▸ **Task set**
(A) Rewrite the wildlife tracking passage from "How ICARUS is" to "and their environment.", changing "gyroscope" to "rotation sensor".
(B) Go on with the wildlife tracking passage from the point where it stops.

▸ **Selected passage**
=======

There is some sophisticated technology out there that addresses some of these problems with solar-powered GPS trackers that can share data remotely and never need to be recharged by humans or retrieved. Cornell Lab of Ornithology’s “VultureNet” also employs creative ways to address radio transmitter limitations by outfitting turkey vultures with antennas to collect data transmitted from nearby radio tagged birds as they move together on similar migratory routes. However, many of these solutions are still expensive, don’t have worldwide coverage and often only track the location of an animal and not additional factors like the animal’s body condition or the surrounding climate.
How ICARUS is flipping wildlife tracking on its head
This is where ICARUS and their “Internet of Animals” comes in with an innovative solution! The project’s specially designed tags are radio transmitters and GPS tags, and they are incredibly small and light, allowing researchers to gather data on species that were previously too small to track. The tags also include an accelerometer (measures velocity), magnetometer (measures shifts in magnetic fields), gyroscope (measures orientation and rotation) and temperature sensor. This means that ICARUS will use its satellite to not only monitor geographic location, but also physiology—such as skin temperature and body position—and the weather in the surrounding environment to convey to researchers the health of the animals and their environment.
The tags will still use a radio-transmitted signal to transmit data, but they will no longer rely on a mobile network to send those occasionally expensive SMS messages. This is because all ICARUS transmitters will be on a separate system that only interacts with the newly installed satellite onboard the space station, providing a centralized system to access data and nearly worldwide data collection for a fraction of the cost.
Dr. Wikelski and his team plan to make the data from their efforts accessible in real time for everyone—including scientists, policy makers, and the general public—through the Movebank database and a cell phone application. Such data can be applied to efforts tracking threatened or endangered species and catching poachers by programming the platform to notify researchers when a tagged animal has stopped moving or its body temperature has dropped dramatically. These trackers can also last for an animal’s lifetime without ever needing to be retrieved.

=======

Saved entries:

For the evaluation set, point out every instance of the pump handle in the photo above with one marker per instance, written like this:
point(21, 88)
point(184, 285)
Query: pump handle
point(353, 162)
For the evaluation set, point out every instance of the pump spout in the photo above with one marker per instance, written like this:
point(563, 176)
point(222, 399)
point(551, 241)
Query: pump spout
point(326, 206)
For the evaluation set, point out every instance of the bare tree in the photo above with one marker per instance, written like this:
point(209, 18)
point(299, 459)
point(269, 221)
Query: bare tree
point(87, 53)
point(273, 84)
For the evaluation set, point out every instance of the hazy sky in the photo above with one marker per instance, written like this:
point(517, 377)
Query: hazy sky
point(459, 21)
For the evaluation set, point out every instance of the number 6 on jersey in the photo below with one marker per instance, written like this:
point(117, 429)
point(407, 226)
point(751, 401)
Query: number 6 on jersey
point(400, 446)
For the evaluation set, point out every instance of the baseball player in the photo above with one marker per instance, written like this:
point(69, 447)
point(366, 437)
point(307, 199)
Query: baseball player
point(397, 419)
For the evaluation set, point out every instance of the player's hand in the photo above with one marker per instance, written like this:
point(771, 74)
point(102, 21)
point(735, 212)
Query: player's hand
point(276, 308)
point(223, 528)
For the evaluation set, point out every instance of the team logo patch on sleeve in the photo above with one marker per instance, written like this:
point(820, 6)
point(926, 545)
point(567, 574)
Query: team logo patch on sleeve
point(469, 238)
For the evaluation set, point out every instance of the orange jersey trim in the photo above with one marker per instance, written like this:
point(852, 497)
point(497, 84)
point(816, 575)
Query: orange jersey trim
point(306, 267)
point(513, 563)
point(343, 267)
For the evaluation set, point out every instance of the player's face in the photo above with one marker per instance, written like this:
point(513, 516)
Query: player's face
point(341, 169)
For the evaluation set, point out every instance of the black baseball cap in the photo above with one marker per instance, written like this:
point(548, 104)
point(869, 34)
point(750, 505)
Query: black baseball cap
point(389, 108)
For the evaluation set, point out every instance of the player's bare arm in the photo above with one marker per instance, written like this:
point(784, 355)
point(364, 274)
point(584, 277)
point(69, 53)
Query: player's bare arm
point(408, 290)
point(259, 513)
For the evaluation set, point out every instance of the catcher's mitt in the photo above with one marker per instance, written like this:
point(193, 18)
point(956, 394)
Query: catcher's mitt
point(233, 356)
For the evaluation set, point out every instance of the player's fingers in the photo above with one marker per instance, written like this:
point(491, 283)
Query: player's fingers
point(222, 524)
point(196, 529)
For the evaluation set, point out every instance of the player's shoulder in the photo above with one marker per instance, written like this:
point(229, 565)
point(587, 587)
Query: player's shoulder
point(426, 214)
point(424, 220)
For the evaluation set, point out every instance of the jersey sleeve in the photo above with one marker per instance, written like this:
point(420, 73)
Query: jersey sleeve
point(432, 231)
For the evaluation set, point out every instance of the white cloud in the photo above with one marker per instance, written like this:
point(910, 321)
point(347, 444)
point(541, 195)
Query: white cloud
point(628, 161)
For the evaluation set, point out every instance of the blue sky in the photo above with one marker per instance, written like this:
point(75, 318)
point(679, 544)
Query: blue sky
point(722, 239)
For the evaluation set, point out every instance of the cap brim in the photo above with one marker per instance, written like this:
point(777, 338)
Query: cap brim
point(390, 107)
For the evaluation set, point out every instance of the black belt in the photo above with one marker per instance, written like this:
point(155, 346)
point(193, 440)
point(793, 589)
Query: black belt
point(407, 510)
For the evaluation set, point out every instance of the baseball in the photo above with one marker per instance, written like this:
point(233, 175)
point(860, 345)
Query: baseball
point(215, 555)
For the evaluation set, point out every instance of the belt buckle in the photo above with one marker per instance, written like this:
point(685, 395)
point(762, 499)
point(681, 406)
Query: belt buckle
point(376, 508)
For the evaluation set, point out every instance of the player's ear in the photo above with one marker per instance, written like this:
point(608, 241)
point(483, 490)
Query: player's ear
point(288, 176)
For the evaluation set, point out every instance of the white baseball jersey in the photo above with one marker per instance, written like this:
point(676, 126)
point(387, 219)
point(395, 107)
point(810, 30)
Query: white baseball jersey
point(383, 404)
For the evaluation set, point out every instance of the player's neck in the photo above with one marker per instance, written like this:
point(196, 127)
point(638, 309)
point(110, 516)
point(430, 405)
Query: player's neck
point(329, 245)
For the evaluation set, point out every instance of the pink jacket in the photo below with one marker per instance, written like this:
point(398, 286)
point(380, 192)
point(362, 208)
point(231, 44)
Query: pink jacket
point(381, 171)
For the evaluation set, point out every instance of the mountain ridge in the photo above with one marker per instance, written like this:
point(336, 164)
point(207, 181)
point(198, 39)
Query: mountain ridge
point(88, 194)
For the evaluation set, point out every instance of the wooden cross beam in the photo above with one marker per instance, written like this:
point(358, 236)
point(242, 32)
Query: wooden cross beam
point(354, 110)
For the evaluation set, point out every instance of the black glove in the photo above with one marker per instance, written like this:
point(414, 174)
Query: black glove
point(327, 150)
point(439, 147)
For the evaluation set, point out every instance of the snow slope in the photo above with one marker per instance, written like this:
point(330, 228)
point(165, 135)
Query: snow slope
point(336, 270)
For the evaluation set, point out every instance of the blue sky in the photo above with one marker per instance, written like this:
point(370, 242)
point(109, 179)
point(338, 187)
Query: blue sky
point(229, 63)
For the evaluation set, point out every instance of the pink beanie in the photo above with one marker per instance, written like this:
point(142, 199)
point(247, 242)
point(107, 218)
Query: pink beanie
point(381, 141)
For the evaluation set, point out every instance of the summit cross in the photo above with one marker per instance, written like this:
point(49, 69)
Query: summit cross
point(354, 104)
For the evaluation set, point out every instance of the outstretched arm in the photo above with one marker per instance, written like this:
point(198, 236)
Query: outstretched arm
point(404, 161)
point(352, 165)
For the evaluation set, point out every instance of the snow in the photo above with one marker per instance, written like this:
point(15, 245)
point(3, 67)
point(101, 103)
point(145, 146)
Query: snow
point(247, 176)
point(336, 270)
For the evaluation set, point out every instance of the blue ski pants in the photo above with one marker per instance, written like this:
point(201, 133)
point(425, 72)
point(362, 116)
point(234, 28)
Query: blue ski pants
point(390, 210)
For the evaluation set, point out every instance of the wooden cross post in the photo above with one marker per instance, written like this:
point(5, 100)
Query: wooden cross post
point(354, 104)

=======

▸ **Answers for the exercise**
(A)
How ICARUS is flipping wildlife tracking on its head
This is where ICARUS and their “Internet of Animals” comes in with an innovative solution! The project’s specially designed tags are radio transmitters and GPS tags, and they are incredibly small and light, allowing researchers to gather data on species that were previously too small to track. The tags also include an accelerometer (measures velocity), magnetometer (measures shifts in magnetic fields), rotation sensor (measures orientation and rotation) and temperature sensor. This means that ICARUS will use its satellite to not only monitor geographic location, but also physiology—such as skin temperature and body position—and the weather in the surrounding environment to convey to researchers the health of the animals and their environment.

(B)
The need for wildlife tracking in an ever-changing world
Though each approach uses slightly different methods, the results are the same: Geospatial data that help us see where the wild things are. With such information, our geospatial team here at CCI can pinpoint which habitats these species rely on for food, shelter, mates and migration. This also informs our understanding of habitat connectivity needs for a species as they search for safe passage to new locales under changing climatic conditions or in response to habitat loss.
Having the kind of wildlife traffic network data Dr. Wikelski has dreamed of over his 19 years of working on the ICARUS project could inform wildlife research all over the globe. We could understand shifts in migration patterns of at-risk species due to climate change. We could identify exactly where animals are dispersing across the U.S.-Mexico border to prioritize areas to protect as the current administration constructs massive border barriers. We could understand patterns of disease among animals near urban areas to proactively respond to the threat of a pandemic similar to what we find ourselves in now. Dr. Wikelski suggests we could even use these data to identify unusual wildlife movements in real time to use as a potential indicator of natural events that animals can sense, such as earthquakes, volcanic eruptions and tsunamis.
On a much smaller scale, we could track the bobcat in our backyard or the hummingbird that flies 500 miles or more across the Gulf of Mexico in one go. Whether it be informing the novice naturalist or the trained scientist, the “Internet of Animals” has the potential to reinvigorate and inform wildlife conservation across the globe.